PAGE =
Memory usage slowly rising after migration to 1.4.0

this morning memory is fluctuating between 350mb and 650mb.

syncthing-heap-linux-arm64-v1.4.0-072530.pprof (74.2 KB)

One more thing I didn’t mention: the NAS is dedicated to Syncthing, it’s not doing anything else (except sharing folders over the LAN, obviously).

It depends, this memory allocation does not have to be unusual. Because every file, every directory, i.e. every element must also be managed. But I guess that each element occupies +/- 1kB in RAM. Simon can say more or better about that.

Hence my question, how many peers (folders) have you created and how many files and directories (top right under “This Device”) are managed?

1 Like

What Andy says, to some extent. There will be some overhead in handling a large setup > 1 TB. Additionally, in detecting this Syncthing makes a trade off for performance over memory usage:

[start] 18:22:04 INFO: Using large-database tuning

You can set the database tuning to small in the advanced config. This will reduce RAM usage somewhat. Your profile is busy scanning and running a database GC. You might want to reduce the GC scanning interval to make that happen less frequently, as you have a large database and slow computer:

export STGCINDIRECTEVERY=720h

(default is every 13h)

thanks for the hints.

Let me point out that the reason I raised the issue is not because the allocation is unusually large, it’s just because memory usage seems to increase over time for no evident reason (for example, now it’s fluctuating between 600 and 800Mib, according to ST web interface, and ST has always been idle - no new file was added/touched anywhere).

there are 6 folders and 4 peers.

peers A and B are always on. that remaining 2 peers are off 99% of the time.

folder A and B are shared send-only with peers A and B respectively. the other 4 folders are basically empty.

folder A is 115000 files, roughly 1TB.

folder B is 25000, roughly 300GB.

both trees are well balanced (i.e. no single folder in the tree contains, say, more than 100 files).

DATA LISTING =
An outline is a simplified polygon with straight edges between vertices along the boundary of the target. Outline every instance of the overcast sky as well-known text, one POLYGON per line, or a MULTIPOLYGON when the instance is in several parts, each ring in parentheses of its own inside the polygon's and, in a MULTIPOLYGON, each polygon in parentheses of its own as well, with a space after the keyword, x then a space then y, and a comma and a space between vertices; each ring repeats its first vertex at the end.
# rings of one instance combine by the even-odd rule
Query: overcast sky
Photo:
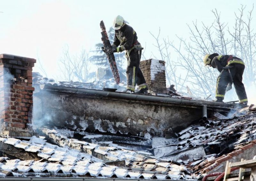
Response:
MULTIPOLYGON (((74 53, 82 48, 93 50, 101 42, 100 21, 108 29, 120 15, 136 32, 142 46, 146 43, 149 58, 151 52, 157 52, 150 31, 156 35, 160 27, 162 37, 175 40, 177 34, 186 38, 187 24, 212 22, 212 10, 217 9, 222 21, 232 23, 241 4, 247 11, 254 1, 0 0, 0 11, 4 12, 0 12, 0 54, 39 58, 49 78, 56 77, 57 61, 65 45, 74 53)), ((39 71, 38 67, 36 64, 34 71, 39 71)))

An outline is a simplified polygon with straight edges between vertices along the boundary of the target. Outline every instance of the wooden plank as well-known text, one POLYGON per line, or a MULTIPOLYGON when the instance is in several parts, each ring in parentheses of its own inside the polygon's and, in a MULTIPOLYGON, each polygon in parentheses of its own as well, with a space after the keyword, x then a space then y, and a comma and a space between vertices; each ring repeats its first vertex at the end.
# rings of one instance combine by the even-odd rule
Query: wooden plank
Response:
POLYGON ((230 174, 231 168, 229 166, 229 162, 228 161, 227 161, 226 168, 225 169, 225 174, 224 177, 223 178, 223 181, 226 181, 228 180, 228 177, 230 174))
POLYGON ((231 163, 230 166, 231 167, 241 167, 248 168, 256 166, 256 159, 245 160, 243 162, 231 163))
POLYGON ((227 178, 226 179, 226 181, 234 181, 234 180, 238 180, 238 177, 234 177, 233 178, 227 178))
MULTIPOLYGON (((244 158, 241 159, 241 162, 243 162, 244 161, 244 158)), ((245 169, 244 168, 241 168, 239 169, 239 175, 238 176, 238 181, 241 181, 244 180, 244 170, 245 169)))

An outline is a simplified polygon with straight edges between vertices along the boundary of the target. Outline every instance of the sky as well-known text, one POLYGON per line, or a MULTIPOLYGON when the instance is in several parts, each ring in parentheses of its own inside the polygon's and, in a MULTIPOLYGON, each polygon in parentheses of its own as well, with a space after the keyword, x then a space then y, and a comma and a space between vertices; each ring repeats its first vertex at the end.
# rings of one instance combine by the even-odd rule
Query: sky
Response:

GIVEN REQUEST 1 = Reproduce the records from the line containing "instance of the sky" through the last line of the records, inclusive.
GIVEN REQUEST 2 = Continue the forum thread on Syncthing memory usage after version 1.4.0 from the point at which it ends.
The forum thread and the records are unrelated material.

FINAL ANSWER 1 =
An outline is a simplified polygon with straight edges between vertices along the boundary of the target. Outline every instance of the sky as well-known text, one POLYGON per line, or a MULTIPOLYGON when the instance is in several parts, each ring in parentheses of its own inside the polygon's and, in a MULTIPOLYGON, each polygon in parentheses of its own as well, with a space after the keyword, x then a space then y, and a comma and a space between vertices; each ring repeats its first vertex at the end.
# rings of one instance combine by the even-odd rule
Query: sky
Response:

FINAL ANSWER 2 =
as I pointed out, I’m not saying that memory usage is large or small, I’m just saying that it seems to grow over time (something that never happened before the upgrade to 1.40).

I’m hearing more “fluctuate” (grows and then decreases) than “grows over time” (continuous increase until, presumable, crash). I suspect this is the (new in 1.4) database GC which traverses the whole database periodically and (in large database tuning, at least) will likely result in fair amount of in-memory caching.

“fluctuate” does not exclude “grow over time”. it’s not a flat sinusoid: the trendline seems to grow steadily.

The one thing in your profile that might generate continuous growth is the QUIC usage. We’ve seen some reports of leaks on that previously. You could try and disable QUIC (set listen address to tcp://:22000, dynamic+https://relays.syncthing.net/endpoint instead of default, on both sides) and see what effect that has.

thanks for the hint. I’ll definitely try it here. As the entire country is in “soft lockdown”, now I cannot physically reach the other two peer machines.

Is this a change in 1.40? I’m asking, because I never had any issue since I started using SyncThing 1.21.

anyway, if I see another unusually high memory usage, I’ll take another dump.

No, only the db GC thing is new in 1.4. But, you might not have noticed the slight upward trend until the larger fluctuations started happening, causing you to investigate?

I don’t think so.

Memory usage climbs up pretty quickly, today it’s 1.01Gib. So roughly every ~10 days it will need a reboot. I would have noticed.

syncthing-heap-linux-arm64-v1.4.0-094858.pprof (108.6 KB)

Additionally, it looks like logging in the web interface does trigger something. After a couple of seconds from login, memory usage spikes up, cpu usage briefly goes up too, but eventually some memory is released (some is leaked, so the final result is higher than the initial).

syncthing-heap-linux-arm64-v1.4.0-095019.pprof (110.9 KB)

here’s memory usage, as reported from the NAS itself:

The GUI does a bunch of db operations which drives up memory usage.

Both your profiles are 55% QUIC memory. Something is broken with QUIC, but I doubt it’s new in 1.4 because nothing QUIC related changed there.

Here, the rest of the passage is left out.